Aşağıdaki öğelerde "house" sözcüğünü içeren her satırı seçip kopyalayın. Büyük-küçük harf ayrımı dikkate alınır.

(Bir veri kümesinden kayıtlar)
****************

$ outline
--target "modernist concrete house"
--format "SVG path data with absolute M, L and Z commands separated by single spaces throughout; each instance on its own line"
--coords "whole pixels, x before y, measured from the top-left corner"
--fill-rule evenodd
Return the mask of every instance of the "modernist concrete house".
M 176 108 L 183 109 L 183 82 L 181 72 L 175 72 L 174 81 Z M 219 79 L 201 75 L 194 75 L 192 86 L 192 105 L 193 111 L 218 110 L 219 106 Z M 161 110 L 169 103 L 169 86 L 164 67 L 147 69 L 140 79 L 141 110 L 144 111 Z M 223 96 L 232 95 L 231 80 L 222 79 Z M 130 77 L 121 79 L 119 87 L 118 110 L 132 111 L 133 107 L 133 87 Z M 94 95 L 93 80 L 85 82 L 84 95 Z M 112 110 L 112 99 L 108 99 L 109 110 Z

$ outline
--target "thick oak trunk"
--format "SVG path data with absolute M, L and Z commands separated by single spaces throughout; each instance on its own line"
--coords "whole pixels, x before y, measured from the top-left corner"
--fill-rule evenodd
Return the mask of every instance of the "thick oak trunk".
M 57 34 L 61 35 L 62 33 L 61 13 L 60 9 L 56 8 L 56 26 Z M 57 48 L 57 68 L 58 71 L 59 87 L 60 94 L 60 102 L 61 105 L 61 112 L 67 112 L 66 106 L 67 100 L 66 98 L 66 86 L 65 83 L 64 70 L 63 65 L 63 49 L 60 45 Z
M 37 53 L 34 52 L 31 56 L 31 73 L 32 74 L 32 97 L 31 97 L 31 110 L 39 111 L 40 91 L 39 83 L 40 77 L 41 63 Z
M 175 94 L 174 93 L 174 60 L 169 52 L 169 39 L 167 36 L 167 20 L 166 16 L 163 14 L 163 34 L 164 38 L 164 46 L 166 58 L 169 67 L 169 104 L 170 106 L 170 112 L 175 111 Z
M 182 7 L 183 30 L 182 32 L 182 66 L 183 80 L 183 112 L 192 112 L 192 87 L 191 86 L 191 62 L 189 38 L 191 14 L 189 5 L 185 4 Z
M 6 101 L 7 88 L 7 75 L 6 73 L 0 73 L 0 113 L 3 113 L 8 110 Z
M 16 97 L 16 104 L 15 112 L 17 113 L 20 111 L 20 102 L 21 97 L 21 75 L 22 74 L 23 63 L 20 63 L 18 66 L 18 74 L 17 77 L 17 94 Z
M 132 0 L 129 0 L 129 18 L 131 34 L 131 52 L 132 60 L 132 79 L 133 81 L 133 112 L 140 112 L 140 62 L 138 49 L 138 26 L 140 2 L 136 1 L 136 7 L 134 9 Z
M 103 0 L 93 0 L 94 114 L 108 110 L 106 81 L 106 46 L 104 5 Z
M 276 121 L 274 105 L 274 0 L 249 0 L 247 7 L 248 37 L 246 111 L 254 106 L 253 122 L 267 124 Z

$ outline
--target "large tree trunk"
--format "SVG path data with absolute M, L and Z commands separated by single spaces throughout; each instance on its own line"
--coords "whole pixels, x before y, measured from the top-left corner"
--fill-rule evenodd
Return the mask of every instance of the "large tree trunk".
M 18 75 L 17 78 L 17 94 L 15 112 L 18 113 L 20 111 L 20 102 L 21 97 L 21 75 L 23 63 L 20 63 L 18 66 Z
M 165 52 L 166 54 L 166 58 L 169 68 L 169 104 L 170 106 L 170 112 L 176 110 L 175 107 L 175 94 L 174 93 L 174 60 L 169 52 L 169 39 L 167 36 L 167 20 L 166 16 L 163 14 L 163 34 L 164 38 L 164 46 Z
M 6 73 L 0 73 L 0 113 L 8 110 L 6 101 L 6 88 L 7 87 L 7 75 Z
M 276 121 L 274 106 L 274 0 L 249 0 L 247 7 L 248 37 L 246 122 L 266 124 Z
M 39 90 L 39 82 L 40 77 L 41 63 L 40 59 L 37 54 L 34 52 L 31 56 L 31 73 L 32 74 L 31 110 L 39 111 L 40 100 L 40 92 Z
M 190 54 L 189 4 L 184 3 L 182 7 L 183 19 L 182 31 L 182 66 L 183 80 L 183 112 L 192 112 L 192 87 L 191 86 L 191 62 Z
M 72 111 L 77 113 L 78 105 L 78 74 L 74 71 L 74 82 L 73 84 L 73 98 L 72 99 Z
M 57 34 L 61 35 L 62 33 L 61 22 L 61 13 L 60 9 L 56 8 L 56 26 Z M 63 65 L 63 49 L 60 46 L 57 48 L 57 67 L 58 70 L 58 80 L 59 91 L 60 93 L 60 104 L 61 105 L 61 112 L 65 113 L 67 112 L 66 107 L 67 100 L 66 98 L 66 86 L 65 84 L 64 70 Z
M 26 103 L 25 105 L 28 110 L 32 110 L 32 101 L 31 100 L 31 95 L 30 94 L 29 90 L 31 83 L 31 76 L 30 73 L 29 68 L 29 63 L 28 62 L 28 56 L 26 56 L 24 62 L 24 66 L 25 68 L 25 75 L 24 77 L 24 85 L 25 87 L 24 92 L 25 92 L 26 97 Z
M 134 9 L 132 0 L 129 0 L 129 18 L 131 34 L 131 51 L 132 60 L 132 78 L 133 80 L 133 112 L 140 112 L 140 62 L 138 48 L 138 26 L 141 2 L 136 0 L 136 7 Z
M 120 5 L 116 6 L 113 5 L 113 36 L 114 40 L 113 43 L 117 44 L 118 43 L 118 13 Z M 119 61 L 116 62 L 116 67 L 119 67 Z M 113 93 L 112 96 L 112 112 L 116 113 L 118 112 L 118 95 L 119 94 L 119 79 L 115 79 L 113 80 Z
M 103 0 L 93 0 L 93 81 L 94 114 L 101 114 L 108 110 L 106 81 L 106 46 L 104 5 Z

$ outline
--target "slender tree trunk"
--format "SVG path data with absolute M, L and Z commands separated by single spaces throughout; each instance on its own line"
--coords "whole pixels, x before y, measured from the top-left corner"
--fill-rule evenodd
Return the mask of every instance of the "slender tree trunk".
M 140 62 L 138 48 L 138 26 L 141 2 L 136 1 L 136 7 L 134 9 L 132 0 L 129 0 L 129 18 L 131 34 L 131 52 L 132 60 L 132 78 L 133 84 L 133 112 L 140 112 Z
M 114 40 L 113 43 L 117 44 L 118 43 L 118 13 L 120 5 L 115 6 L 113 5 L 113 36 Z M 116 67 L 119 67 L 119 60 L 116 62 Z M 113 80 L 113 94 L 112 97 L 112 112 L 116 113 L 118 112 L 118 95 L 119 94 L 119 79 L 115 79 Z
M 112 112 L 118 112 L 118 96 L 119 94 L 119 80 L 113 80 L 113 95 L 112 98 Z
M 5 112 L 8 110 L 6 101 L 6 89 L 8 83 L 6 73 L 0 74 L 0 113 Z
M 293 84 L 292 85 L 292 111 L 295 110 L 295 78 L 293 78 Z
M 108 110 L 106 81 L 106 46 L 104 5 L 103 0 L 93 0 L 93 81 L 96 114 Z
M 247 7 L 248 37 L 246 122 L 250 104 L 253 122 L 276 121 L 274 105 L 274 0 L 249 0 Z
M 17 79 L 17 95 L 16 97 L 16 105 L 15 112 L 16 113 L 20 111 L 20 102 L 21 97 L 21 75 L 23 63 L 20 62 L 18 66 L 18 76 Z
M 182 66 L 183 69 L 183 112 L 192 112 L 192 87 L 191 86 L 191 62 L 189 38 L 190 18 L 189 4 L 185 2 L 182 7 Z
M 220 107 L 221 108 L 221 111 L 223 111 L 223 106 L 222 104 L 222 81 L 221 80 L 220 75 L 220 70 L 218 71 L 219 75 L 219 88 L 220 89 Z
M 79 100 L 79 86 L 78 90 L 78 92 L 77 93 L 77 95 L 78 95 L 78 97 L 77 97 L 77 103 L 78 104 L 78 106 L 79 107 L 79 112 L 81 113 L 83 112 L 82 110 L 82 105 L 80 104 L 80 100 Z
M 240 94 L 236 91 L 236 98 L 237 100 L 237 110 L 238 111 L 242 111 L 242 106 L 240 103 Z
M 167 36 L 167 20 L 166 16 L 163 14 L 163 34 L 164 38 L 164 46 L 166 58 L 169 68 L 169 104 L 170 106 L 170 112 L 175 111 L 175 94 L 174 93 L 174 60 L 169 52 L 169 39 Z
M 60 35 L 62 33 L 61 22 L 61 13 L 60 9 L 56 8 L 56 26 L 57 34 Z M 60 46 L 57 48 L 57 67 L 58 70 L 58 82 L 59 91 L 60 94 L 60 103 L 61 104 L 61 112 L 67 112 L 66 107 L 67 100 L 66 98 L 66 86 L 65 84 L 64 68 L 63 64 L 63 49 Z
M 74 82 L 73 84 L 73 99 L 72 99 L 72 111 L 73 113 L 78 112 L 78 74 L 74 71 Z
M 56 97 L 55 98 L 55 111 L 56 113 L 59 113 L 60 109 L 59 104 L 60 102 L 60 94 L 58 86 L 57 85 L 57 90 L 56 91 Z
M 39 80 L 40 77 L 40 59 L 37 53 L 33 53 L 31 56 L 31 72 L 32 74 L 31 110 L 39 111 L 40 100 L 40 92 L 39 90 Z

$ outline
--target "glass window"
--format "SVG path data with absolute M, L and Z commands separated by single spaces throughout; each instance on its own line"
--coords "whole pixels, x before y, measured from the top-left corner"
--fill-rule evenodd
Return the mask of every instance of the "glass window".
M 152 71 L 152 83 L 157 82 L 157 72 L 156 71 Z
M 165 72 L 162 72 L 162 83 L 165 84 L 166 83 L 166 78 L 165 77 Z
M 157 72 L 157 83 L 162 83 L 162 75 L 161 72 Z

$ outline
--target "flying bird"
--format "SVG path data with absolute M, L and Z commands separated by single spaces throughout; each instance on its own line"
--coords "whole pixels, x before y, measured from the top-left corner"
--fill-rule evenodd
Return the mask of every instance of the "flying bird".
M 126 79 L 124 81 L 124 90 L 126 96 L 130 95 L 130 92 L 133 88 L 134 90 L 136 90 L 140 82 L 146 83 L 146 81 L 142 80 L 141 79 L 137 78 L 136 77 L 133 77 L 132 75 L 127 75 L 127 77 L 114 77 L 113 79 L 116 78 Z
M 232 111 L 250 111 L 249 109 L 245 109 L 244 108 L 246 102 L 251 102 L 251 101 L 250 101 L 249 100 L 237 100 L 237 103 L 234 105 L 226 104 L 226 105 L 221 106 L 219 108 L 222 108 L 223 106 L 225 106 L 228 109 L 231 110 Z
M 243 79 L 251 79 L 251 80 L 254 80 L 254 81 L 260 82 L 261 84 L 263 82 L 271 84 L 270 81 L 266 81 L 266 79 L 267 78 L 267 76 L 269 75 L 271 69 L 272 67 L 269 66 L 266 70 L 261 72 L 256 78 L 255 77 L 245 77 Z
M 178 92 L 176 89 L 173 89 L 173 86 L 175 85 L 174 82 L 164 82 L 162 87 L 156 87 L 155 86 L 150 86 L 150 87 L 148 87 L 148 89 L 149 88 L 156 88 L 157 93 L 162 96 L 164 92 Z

****************

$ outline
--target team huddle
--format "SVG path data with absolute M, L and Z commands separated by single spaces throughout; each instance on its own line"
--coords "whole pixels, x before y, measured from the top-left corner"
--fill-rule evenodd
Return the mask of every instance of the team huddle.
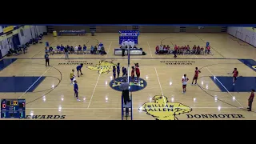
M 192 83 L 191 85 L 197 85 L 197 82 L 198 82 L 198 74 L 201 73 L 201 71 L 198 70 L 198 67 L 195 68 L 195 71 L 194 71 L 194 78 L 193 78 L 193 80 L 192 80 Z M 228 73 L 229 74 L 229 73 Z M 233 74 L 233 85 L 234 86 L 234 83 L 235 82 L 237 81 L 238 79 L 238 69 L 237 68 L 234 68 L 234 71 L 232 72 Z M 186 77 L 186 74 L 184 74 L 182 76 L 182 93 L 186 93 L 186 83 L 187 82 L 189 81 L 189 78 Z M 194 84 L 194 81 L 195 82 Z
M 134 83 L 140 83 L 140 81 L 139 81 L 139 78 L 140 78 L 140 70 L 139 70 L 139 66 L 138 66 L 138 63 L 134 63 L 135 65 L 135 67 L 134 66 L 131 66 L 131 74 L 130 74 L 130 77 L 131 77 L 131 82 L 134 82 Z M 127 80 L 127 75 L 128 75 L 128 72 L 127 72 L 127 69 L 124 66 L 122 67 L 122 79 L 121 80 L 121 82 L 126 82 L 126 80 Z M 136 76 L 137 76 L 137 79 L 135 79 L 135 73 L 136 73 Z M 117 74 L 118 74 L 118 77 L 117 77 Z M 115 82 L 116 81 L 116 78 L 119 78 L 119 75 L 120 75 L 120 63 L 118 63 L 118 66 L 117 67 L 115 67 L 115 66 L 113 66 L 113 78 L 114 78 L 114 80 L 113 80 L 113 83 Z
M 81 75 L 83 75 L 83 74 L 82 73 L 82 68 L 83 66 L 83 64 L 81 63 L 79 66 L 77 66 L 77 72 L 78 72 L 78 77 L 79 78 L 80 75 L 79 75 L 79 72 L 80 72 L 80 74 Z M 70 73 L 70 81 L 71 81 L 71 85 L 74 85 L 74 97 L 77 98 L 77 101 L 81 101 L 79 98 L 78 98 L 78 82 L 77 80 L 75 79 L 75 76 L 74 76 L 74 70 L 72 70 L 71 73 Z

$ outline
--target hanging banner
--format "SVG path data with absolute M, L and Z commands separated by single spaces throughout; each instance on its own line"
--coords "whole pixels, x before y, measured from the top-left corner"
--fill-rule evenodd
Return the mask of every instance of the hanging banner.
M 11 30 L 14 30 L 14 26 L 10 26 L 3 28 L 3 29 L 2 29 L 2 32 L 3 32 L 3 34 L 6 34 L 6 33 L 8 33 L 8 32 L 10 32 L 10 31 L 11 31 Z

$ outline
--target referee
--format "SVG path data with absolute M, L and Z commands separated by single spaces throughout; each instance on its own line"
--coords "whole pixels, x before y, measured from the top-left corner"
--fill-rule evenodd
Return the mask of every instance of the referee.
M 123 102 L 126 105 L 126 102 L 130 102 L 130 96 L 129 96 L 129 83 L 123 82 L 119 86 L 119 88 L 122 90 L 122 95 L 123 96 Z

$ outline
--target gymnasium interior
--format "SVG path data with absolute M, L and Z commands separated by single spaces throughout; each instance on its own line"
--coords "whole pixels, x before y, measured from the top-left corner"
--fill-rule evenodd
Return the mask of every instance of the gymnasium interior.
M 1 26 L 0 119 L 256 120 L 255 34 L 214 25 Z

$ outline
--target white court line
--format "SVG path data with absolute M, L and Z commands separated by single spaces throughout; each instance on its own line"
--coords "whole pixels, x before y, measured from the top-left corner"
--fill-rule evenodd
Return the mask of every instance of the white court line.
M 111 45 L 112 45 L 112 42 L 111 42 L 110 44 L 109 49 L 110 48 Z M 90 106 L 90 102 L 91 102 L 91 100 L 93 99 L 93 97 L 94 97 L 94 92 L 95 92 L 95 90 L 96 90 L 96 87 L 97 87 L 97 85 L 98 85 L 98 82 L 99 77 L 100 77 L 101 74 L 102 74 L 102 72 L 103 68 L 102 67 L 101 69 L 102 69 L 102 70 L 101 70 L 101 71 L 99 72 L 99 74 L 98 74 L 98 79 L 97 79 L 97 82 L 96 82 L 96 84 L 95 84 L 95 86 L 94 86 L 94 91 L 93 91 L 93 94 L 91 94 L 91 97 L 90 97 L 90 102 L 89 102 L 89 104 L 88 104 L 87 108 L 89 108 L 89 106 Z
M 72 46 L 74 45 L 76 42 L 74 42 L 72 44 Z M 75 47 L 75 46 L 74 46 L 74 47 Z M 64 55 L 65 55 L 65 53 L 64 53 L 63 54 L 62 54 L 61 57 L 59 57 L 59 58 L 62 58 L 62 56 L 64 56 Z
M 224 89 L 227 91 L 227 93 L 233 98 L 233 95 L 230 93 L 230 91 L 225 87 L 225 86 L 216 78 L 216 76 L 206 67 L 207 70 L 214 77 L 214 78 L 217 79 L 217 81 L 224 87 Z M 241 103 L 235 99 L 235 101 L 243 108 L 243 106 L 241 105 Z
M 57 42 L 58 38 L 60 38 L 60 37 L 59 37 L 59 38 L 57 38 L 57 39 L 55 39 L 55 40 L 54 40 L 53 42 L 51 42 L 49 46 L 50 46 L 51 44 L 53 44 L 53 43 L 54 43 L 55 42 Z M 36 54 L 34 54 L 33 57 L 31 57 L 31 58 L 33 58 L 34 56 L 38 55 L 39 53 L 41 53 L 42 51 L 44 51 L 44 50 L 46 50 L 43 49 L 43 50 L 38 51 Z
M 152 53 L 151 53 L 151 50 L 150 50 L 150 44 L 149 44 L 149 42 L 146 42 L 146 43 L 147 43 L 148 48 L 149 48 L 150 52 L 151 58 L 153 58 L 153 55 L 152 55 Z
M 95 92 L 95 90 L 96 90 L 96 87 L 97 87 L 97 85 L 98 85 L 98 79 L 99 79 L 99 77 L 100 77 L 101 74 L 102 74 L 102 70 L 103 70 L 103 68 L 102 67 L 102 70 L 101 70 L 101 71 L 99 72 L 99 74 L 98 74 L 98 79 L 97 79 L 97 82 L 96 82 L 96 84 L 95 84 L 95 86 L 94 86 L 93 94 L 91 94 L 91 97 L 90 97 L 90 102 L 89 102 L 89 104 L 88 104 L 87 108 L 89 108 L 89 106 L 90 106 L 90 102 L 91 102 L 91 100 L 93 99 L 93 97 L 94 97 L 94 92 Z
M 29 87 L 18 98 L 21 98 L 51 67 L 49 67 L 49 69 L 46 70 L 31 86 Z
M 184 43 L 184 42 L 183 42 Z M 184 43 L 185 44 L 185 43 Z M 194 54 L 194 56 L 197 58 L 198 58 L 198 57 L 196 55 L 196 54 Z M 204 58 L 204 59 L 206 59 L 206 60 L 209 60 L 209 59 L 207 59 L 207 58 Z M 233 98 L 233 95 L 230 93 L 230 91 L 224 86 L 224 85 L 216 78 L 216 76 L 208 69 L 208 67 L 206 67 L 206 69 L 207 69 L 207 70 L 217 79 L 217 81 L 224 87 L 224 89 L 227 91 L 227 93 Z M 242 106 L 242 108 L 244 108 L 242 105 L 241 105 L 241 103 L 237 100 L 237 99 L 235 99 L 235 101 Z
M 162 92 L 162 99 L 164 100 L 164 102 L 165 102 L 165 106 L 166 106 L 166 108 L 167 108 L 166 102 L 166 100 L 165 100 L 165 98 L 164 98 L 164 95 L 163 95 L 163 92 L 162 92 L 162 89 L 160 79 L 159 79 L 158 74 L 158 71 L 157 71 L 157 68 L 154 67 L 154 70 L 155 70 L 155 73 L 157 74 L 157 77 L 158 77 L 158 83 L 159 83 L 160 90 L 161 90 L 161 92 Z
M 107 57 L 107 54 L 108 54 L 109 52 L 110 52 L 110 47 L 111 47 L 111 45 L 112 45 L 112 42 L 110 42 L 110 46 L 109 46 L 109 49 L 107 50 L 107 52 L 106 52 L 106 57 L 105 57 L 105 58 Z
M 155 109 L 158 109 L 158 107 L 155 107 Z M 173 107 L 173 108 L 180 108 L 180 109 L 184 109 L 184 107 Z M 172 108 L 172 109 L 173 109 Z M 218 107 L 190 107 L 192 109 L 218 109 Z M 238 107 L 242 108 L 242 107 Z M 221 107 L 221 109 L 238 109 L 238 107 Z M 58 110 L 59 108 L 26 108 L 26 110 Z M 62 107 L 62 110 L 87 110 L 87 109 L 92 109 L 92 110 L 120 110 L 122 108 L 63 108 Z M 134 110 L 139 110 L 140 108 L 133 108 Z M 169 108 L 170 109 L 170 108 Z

****************

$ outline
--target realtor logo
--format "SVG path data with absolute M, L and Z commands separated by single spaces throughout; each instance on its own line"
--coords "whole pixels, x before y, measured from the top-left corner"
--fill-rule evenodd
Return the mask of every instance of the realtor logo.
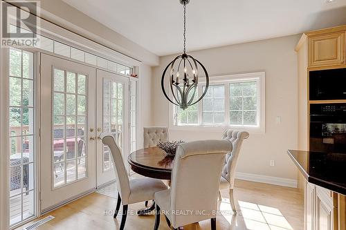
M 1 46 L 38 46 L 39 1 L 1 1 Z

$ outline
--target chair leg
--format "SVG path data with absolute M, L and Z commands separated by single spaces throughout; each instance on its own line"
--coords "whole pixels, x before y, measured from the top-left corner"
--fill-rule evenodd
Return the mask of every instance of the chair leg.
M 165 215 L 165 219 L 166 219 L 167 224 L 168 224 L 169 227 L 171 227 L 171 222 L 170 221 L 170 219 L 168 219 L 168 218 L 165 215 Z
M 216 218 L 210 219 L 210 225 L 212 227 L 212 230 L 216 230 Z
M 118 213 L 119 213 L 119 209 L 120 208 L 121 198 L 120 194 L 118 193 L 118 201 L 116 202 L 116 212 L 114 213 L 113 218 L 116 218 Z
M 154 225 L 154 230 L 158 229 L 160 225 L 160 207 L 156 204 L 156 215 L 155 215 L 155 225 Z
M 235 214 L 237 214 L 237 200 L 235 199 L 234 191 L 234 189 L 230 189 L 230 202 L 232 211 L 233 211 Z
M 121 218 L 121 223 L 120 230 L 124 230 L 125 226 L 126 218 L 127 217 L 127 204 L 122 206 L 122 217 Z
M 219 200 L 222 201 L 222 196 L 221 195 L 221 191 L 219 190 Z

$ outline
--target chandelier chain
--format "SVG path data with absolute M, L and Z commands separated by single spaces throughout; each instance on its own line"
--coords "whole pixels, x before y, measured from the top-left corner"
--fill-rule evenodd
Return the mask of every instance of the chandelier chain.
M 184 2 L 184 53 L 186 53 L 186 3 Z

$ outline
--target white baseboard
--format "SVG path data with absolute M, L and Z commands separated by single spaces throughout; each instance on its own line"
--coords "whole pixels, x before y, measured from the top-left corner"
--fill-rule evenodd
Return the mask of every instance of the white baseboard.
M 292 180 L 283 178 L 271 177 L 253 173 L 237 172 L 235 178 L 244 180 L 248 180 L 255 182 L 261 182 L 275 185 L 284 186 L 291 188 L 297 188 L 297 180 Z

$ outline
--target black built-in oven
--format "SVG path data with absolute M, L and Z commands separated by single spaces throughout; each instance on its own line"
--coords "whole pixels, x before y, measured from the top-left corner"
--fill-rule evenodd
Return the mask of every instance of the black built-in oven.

****************

* Doğru yanıt
--target "modernist concrete house"
Return the mask of every instance of the "modernist concrete house".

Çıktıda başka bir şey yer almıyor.